## EXERCISE SET
1. Retype the passage on digital transformation costs, starting with "In this discussion, I" and going on through "may arise afterward.".
2. In the passage on digital transformation costs, which three major problems are given as examples of material operational disruption?

By "material operational disruption," I mean more than just the usual challenges and learning curve issues. I am referring to major problems such as the inability to ship products, run payroll, or close the books—issues that bring an organization to a halt and render it inoperational for a certain period. Therefore, today I would like to discuss the cost of disruption if we do not execute our digital transformation correctly or if we cut corners regarding timing and costs during the process. What are the long-term impacts and costs?

In this discussion, I will explore the factors to consider as you navigate the short-term timing and costs associated with digital transformation, in relation to the potential negative impacts and costs that may arise afterward.

Initial Time and Cost

Let's begin by addressing what most organizations tend to focus on, which is the initial short-term implementation time and cost. Often, organizations become fixated on how long a project will take and what the budget will be. Limited resources and time constraints contribute to this need for optimizing time and cost. It's understandable why humans and organizations would prioritize these factors. However, it is uncommon for organizations to consider the long-term implications of these short-term timing and cost decisions.

For instance, organizations could potentially reduce time and cost in the initial implementation by cutting back on elements such as organizational change, employee training, or iterations of user acceptance testing. There are numerous ways to scale back implementation time and cost. In fact, I would argue that technology could be implemented in half the time and budget currently planned. However, the crucial question to ponder is whether this approach is advisable or if it will lead to favorable outcomes during implementation.

## GIVEN DATA
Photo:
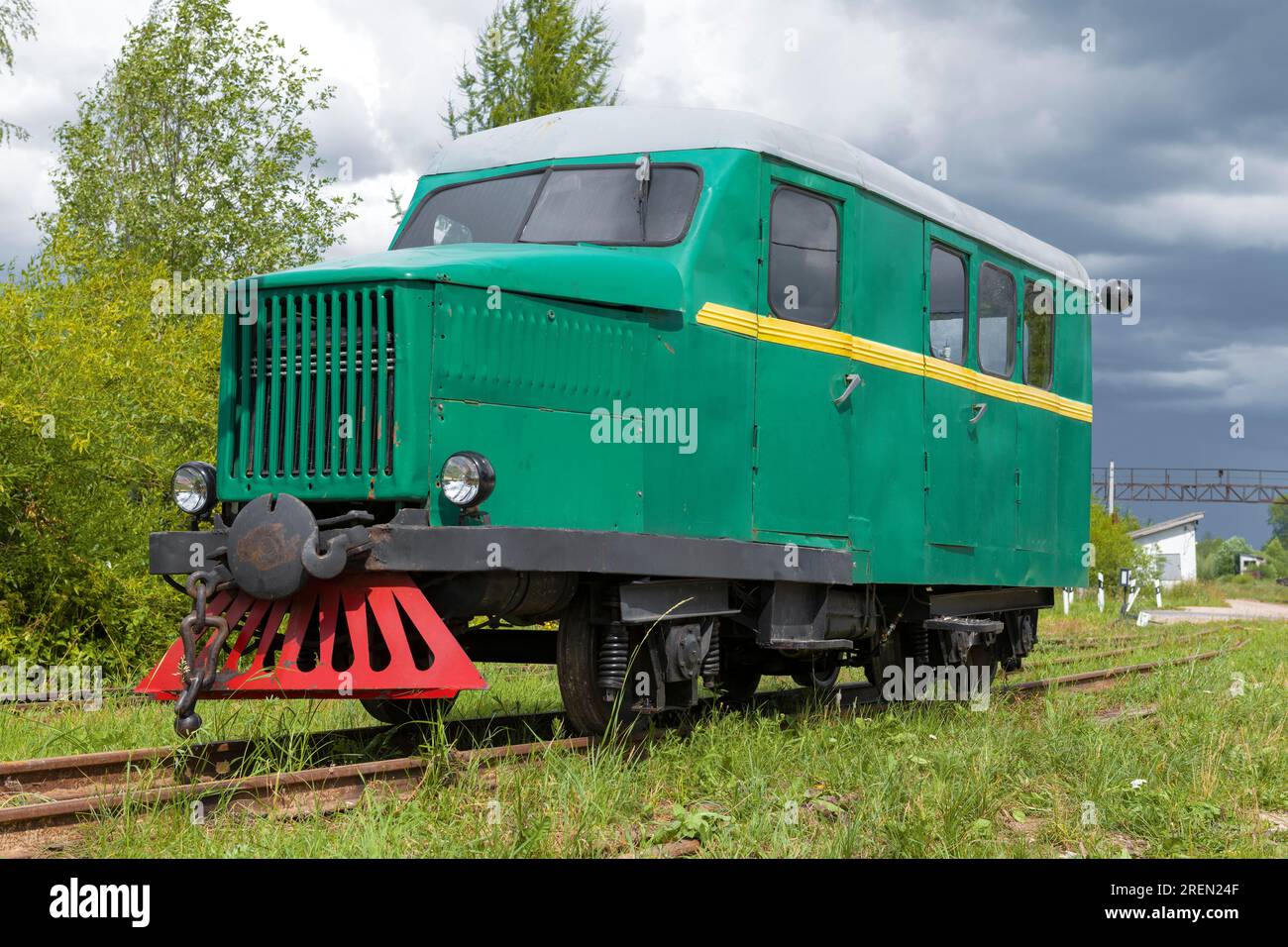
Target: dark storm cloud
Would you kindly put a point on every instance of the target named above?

## SOLUTIONS TO THE TASKS
1.
In this discussion, I will explore the factors to consider as you navigate the short-term timing and costs associated with digital transformation, in relation to the potential negative impacts and costs that may arise afterward.

2. The inability to ship products, run payroll, or close the books.